##### TEXT PASSAGE #####

Well, there's a reason for the fact that there is no obvious choice for a python web framework. There are quite a few, as the other guys pointed out, and none of them seem to prevail. There was some interesting project called Tesla, which worked pretty well, and had additional features that pylons miss (migrations etc.), but seems unmaintained.

Even though I would agree, that the best thing for your situation would be pylons, it definitely is not the easiest frameworks to learn. There is quite a learning curve to pylons, as there is to django by the way. But, since pylons has all the rails helpers ported, I would suggest you should also check Rails and maybe merb (both written in Ruby), as they might give you (especially rails) an easy introduction to the web frameworks and sort of "feel" of what it is to the framework, what to expect, what's cool and so on. Anyhow, what I feel with Python web framework is that there is a pethora of choices (template systems, ORMs and so on) and the user, who has just heard of web frameworks gets lost in translation. There's just to much to choose from.

I also prefer Python over Ruby, but when web frameworks are concerned I have to give to DHH - Rails framework simply rocks as far as developing code is concerned.

Bartosz Radaczyński
+1  A: 

I've used both web.py and pylons, and prefer pylons. Web.py was probably a little bit nicer, and lighter weight, but that was also its achilles heel. I had a very hard time getting it installed and running properly on a server. I switched to pylons, and found it to be a little better documented. I was able to get a pretty functional photo blog up and running on it quickly. I am having an issue with it though.

swilliams
+3  A: 

I have begun to hate Turbogears for the problems I faced with SQLAlchemy. TG 1.0 by default supported SQLObject and then 1.1 (i think) had additional support for SA. But the way things are set up in TG for the DB access (the engine) - I still don't get it fully.

But overall it is a good framework - especially since we are using Flex as the View. We just expose off the methods and all the output comes out as JSON. No need to do any work. Just a simple decorator.

But overall I would use Django only for sites which require a CMSish interface. Other wise I would goto pylons, but I couldn't get some DB and user auth working in that too. But reddit is powered by pylons.

I use web.py for some really simple sites or sites which I need to run on my desktop - like a simple todo list.

cnu
+6  A: 

I personally found CherryPy to be the easiest to work with off the bat - it stays out of your way, and if you use python a lot, it will feel very natural (at least it did for me). I've found it's code easy to read as well, which is a major plus for me- although not too uncommon with python apps.

I've found it the easiest for me to scale from concept to full application, as far as web development goes. You don't have to worry about anything like what directory the framework wants you to put your files in by default, the configuration is straightforward, you handle templating and such however you want to. It's made the process of adding abstraction where needed in web-apps when it's needed much simpler for me, as I know where everything my app is doing is right off the bat.

##### DATASET EXCERPTS #####

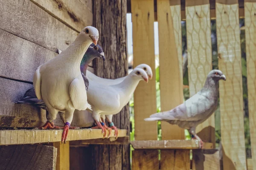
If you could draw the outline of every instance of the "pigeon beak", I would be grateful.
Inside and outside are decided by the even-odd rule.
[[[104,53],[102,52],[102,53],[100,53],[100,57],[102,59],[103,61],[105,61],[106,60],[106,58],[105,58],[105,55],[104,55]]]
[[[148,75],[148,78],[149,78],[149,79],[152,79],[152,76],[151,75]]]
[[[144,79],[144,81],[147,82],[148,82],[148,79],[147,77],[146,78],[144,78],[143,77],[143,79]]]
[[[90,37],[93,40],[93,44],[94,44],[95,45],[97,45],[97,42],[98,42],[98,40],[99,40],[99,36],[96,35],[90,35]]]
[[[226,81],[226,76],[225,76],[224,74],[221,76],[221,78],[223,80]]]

#####
##### DATASET EXCERPTS #####

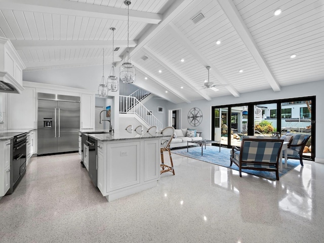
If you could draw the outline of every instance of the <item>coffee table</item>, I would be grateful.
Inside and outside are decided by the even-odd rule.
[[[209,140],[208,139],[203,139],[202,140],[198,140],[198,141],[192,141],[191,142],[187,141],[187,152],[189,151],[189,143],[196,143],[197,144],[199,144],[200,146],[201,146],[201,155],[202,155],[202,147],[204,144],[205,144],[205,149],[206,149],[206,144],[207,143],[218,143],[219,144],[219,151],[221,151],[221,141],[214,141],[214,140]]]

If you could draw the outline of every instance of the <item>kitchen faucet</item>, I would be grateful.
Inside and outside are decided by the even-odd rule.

#####

*WRITTEN INSTRUCTION 1*.
Translate this sentence from the Python web frameworks discussion into Spanish: "I use web.py for some really simple sites or sites which I need to run on my desktop - like a simple todo list."
*WRITTEN INSTRUCTION 2*.
Reproduce the passage of the Python web frameworks discussion starting with "I have begun" and going on through "powered by pylons.".
The records are material that stands apart from the Python framework discussion.

*WORKED SOLUTION 1*.
Uso web.py para algunos sitios realmente sencillos o para sitios que necesito ejecutar en mi escritorio, como una simple lista de tareas pendientes.

*WORKED SOLUTION 2*.
I have begun to hate Turbogears for the problems I faced with SQLAlchemy. TG 1.0 by default supported SQLObject and then 1.1 (i think) had additional support for SA. But the way things are set up in TG for the DB access (the engine) - I still don't get it fully.

But overall it is a good framework - especially since we are using Flex as the View. We just expose off the methods and all the output comes out as JSON. No need to do any work. Just a simple decorator.

But overall I would use Django only for sites which require a CMSish interface. Other wise I would goto pylons, but I couldn't get some DB and user auth working in that too. But reddit is powered by pylons.